Permíteme, por favor, que te escriba públicamente. No con
ánimo de crítica, ni tampoco polémico, sino con ánimo de intentar traer algo de
paz a tu atribulado corazón. Y si esto lo hago público es no sólo porque
te veo muy preocupado por el tema de la canonización de Juan Pablo II, sino
porque creo que hay muchas personas a las que este tema les resta paz y les
consume (¡… y no sin buenas razones!). Dicho esto, agradezco que
tomes
la pluma de nuevo. Se te echaba de menos por las tierras virtuales de la
blogosfera, y siempre he apreciado y valorado mucho tus escritos, incluso desde
la discrepancia a veces. Este es un tema que tú has abordado en varias entradas
de tu blog.
Una reciente conversación con un sólido Sacerdote, portador
de un alma sacerdotal ejemplar, me ayudó a comprender ciertos extremos que me
resisto a no compartir contigo y con algunos fieles lectores.

_Datos proporcionados_

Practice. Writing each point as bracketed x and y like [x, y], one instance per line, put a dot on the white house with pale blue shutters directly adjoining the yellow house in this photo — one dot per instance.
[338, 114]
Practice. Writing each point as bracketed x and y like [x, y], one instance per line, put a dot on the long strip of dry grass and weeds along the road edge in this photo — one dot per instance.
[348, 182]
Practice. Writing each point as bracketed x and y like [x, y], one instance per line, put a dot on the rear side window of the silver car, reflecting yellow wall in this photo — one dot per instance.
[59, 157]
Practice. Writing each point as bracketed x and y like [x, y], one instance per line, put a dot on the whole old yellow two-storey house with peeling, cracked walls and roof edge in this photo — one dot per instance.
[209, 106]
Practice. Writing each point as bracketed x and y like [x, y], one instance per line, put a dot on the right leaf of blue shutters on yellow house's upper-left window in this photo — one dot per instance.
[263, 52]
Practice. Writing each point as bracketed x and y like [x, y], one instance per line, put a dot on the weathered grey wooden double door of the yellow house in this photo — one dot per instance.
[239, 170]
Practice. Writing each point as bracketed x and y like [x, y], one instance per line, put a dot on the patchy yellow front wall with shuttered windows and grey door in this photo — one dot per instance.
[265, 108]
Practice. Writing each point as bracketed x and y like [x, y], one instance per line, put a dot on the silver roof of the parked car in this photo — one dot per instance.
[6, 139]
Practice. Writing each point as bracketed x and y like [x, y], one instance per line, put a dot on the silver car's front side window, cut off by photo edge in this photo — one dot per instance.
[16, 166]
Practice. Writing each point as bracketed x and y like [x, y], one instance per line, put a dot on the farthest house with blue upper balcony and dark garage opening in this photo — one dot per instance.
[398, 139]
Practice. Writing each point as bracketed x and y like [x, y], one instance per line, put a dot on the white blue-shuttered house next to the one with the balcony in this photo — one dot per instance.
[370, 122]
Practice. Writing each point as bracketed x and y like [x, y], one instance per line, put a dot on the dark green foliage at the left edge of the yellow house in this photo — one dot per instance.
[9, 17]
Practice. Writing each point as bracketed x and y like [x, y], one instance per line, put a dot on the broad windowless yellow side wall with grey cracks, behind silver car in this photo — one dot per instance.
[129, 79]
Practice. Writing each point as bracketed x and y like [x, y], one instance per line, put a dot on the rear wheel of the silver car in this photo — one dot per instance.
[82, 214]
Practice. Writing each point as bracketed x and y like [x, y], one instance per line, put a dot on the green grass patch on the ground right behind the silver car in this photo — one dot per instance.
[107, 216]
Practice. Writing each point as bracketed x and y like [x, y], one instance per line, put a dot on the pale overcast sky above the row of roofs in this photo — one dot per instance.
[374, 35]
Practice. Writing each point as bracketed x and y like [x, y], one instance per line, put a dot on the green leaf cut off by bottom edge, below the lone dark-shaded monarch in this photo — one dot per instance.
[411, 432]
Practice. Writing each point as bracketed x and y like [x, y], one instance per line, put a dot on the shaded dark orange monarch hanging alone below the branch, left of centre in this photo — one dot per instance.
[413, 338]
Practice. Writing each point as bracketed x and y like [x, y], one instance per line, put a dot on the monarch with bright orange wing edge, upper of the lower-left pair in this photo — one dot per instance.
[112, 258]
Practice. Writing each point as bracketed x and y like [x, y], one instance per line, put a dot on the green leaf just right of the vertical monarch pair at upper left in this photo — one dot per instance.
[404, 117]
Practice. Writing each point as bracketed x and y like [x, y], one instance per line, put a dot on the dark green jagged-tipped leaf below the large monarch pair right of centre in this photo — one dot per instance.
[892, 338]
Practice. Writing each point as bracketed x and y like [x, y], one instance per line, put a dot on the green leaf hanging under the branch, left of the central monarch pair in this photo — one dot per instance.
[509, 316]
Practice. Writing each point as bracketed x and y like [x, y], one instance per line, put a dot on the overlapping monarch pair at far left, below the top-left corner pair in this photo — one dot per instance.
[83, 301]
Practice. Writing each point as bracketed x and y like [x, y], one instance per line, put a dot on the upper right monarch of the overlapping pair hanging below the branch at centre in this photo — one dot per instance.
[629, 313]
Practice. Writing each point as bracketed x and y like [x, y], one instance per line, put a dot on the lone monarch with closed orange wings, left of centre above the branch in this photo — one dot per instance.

_Tareas del ejercicio_
[1] Extrae del fragmento seleccionado el texto comprendido entre "Permíteme, por favor, que" y "de tu blog.", ambos incluidos.
[2] Según el fragmento seleccionado, ¿qué canonización preocupa mucho al destinatario del escrito?
Para resolver las tareas no hacen falta los datos.

_Soluciones por tarea_
[1]
Permíteme, por favor, que te escriba públicamente. No con
ánimo de crítica, ni tampoco polémico, sino con ánimo de intentar traer algo de
paz a tu atribulado corazón. Y si esto lo hago público es no sólo porque
te veo muy preocupado por el tema de la canonización de Juan Pablo II, sino
porque creo que hay muchas personas a las que este tema les resta paz y les
consume (¡… y no sin buenas razones!). Dicho esto, agradezco que
tomes
la pluma de nuevo. Se te echaba de menos por las tierras virtuales de la
blogosfera, y siempre he apreciado y valorado mucho tus escritos, incluso desde
la discrepancia a veces. Este es un tema que tú has abordado en varias entradas
de tu blog.

[2] La canonización de Juan Pablo II.